START Available data
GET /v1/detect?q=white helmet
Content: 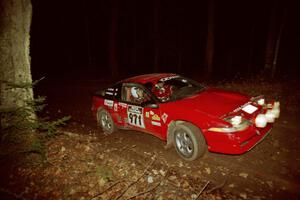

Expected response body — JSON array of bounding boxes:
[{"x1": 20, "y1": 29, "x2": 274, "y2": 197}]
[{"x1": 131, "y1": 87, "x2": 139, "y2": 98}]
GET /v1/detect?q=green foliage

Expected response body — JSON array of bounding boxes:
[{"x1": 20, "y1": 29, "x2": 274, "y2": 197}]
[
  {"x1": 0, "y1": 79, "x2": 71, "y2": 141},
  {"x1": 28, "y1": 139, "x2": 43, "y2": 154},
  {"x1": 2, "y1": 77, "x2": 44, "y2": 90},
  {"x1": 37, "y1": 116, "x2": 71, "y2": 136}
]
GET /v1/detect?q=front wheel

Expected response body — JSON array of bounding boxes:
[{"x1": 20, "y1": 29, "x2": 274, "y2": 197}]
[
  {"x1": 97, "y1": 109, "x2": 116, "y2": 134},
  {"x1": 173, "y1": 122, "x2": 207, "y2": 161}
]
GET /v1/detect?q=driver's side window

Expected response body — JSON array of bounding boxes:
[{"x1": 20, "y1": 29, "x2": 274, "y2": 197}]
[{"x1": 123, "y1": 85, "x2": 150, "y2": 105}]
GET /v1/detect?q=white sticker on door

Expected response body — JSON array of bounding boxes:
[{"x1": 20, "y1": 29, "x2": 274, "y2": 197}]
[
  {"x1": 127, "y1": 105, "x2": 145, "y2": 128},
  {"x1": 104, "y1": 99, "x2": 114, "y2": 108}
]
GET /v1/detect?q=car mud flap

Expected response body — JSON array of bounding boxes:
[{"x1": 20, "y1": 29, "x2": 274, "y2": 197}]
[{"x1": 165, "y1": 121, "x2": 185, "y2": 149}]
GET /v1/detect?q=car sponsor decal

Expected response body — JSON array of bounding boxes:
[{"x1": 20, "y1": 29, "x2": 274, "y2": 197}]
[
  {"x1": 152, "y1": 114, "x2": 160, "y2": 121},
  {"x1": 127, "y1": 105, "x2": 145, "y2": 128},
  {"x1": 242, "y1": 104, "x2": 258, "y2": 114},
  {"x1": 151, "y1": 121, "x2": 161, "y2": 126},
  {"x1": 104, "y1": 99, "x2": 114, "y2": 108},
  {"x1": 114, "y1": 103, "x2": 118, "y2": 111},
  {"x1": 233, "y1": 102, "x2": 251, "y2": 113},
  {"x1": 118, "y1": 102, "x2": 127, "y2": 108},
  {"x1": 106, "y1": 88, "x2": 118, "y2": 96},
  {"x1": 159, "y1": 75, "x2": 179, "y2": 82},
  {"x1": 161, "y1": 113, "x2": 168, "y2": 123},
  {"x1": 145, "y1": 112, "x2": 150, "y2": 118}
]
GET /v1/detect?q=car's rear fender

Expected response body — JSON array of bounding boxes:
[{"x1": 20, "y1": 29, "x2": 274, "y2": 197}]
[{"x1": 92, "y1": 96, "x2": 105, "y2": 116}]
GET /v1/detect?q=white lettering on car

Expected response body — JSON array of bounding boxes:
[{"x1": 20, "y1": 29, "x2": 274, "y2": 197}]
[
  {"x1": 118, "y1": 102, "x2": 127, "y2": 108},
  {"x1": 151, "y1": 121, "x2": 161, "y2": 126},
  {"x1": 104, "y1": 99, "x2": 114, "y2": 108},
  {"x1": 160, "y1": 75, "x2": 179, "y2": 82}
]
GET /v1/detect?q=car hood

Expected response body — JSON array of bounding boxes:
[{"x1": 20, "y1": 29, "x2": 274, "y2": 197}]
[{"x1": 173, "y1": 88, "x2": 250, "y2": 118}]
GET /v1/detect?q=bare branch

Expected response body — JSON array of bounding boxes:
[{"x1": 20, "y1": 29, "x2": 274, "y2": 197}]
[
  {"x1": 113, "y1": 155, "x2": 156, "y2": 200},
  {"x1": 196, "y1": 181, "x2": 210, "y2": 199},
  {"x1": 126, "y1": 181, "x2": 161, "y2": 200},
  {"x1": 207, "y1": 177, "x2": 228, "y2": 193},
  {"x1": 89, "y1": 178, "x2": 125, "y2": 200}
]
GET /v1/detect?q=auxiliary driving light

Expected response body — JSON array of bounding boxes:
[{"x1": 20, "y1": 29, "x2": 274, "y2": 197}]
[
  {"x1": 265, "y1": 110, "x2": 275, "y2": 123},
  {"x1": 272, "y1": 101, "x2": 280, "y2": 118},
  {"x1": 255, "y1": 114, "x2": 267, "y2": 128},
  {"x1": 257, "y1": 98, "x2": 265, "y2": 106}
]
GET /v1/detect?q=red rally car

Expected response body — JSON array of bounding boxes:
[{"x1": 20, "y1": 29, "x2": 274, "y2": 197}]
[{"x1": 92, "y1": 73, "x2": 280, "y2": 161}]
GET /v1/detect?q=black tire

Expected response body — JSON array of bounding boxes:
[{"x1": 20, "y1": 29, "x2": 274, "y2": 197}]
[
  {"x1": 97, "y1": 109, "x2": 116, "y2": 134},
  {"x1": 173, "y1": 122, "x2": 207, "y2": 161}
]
END Available data
• **Assignment**
All entries are to be retyped exactly. Omit any embedded images.

• **Answer section**
GET /v1/detect?q=white helmet
Content: 

Expected response body — JSON array of bounding boxes:
[{"x1": 20, "y1": 29, "x2": 274, "y2": 197}]
[{"x1": 131, "y1": 87, "x2": 139, "y2": 98}]
GET /v1/detect?q=green foliage

Expected response body — JSON array of bounding boxes:
[{"x1": 20, "y1": 29, "x2": 274, "y2": 197}]
[
  {"x1": 0, "y1": 79, "x2": 71, "y2": 141},
  {"x1": 28, "y1": 139, "x2": 43, "y2": 154},
  {"x1": 2, "y1": 77, "x2": 44, "y2": 90},
  {"x1": 37, "y1": 116, "x2": 71, "y2": 136}
]
GET /v1/detect?q=front wheel

Expected response body — JSON array of bounding boxes:
[{"x1": 20, "y1": 29, "x2": 274, "y2": 197}]
[
  {"x1": 97, "y1": 109, "x2": 116, "y2": 134},
  {"x1": 173, "y1": 122, "x2": 207, "y2": 161}
]
GET /v1/detect?q=driver's side window

Expected response body — JSON array of bounding boxes:
[{"x1": 20, "y1": 29, "x2": 274, "y2": 197}]
[{"x1": 123, "y1": 85, "x2": 150, "y2": 105}]
GET /v1/detect?q=white sticker on door

Expected response body — JSON array of bounding boxes:
[{"x1": 20, "y1": 29, "x2": 274, "y2": 197}]
[
  {"x1": 127, "y1": 105, "x2": 145, "y2": 128},
  {"x1": 104, "y1": 99, "x2": 114, "y2": 108}
]
GET /v1/detect?q=car mud flap

Expected response body — JSON array of bounding boxes:
[{"x1": 20, "y1": 29, "x2": 274, "y2": 197}]
[{"x1": 165, "y1": 121, "x2": 185, "y2": 149}]
GET /v1/detect?q=car sponsor decal

Expected response body — JSON array of bounding boxes:
[{"x1": 20, "y1": 29, "x2": 274, "y2": 197}]
[
  {"x1": 152, "y1": 114, "x2": 160, "y2": 121},
  {"x1": 127, "y1": 105, "x2": 145, "y2": 128},
  {"x1": 242, "y1": 104, "x2": 258, "y2": 114},
  {"x1": 151, "y1": 121, "x2": 161, "y2": 126},
  {"x1": 104, "y1": 99, "x2": 114, "y2": 108},
  {"x1": 114, "y1": 103, "x2": 118, "y2": 111},
  {"x1": 233, "y1": 102, "x2": 251, "y2": 113},
  {"x1": 118, "y1": 102, "x2": 127, "y2": 108},
  {"x1": 106, "y1": 88, "x2": 118, "y2": 96},
  {"x1": 159, "y1": 75, "x2": 179, "y2": 82},
  {"x1": 161, "y1": 113, "x2": 168, "y2": 123},
  {"x1": 145, "y1": 112, "x2": 150, "y2": 118}
]
GET /v1/detect?q=car's rear fender

Expected response body — JSON array of bounding boxes:
[{"x1": 20, "y1": 29, "x2": 274, "y2": 197}]
[{"x1": 92, "y1": 96, "x2": 105, "y2": 116}]
GET /v1/detect?q=white lettering on car

Expected response body — JSON array of bounding boxes:
[{"x1": 20, "y1": 29, "x2": 274, "y2": 197}]
[
  {"x1": 118, "y1": 102, "x2": 127, "y2": 108},
  {"x1": 151, "y1": 121, "x2": 161, "y2": 126},
  {"x1": 104, "y1": 99, "x2": 114, "y2": 108},
  {"x1": 160, "y1": 75, "x2": 179, "y2": 82}
]
GET /v1/detect?q=car hood

Expected response body — JSON array of bounding boxes:
[{"x1": 20, "y1": 29, "x2": 274, "y2": 197}]
[{"x1": 173, "y1": 88, "x2": 250, "y2": 118}]
GET /v1/detect?q=bare branch

Expected response body — JSON array of bounding boxes:
[{"x1": 20, "y1": 29, "x2": 274, "y2": 197}]
[
  {"x1": 113, "y1": 155, "x2": 156, "y2": 200},
  {"x1": 196, "y1": 181, "x2": 210, "y2": 199},
  {"x1": 126, "y1": 181, "x2": 161, "y2": 200},
  {"x1": 207, "y1": 177, "x2": 228, "y2": 193},
  {"x1": 89, "y1": 178, "x2": 125, "y2": 200}
]
GET /v1/detect?q=auxiliary driving light

Expected response body — JSON array of bounding boxes:
[{"x1": 20, "y1": 29, "x2": 274, "y2": 197}]
[
  {"x1": 265, "y1": 110, "x2": 275, "y2": 123},
  {"x1": 272, "y1": 101, "x2": 280, "y2": 118},
  {"x1": 255, "y1": 114, "x2": 267, "y2": 128},
  {"x1": 257, "y1": 98, "x2": 265, "y2": 106}
]
GET /v1/detect?q=red rally car

Expected response body — JSON array of bounding boxes:
[{"x1": 20, "y1": 29, "x2": 274, "y2": 197}]
[{"x1": 92, "y1": 73, "x2": 280, "y2": 161}]
GET /v1/detect?q=black tire

Expected response body — JSON array of bounding boxes:
[{"x1": 20, "y1": 29, "x2": 274, "y2": 197}]
[
  {"x1": 97, "y1": 109, "x2": 116, "y2": 134},
  {"x1": 173, "y1": 122, "x2": 207, "y2": 161}
]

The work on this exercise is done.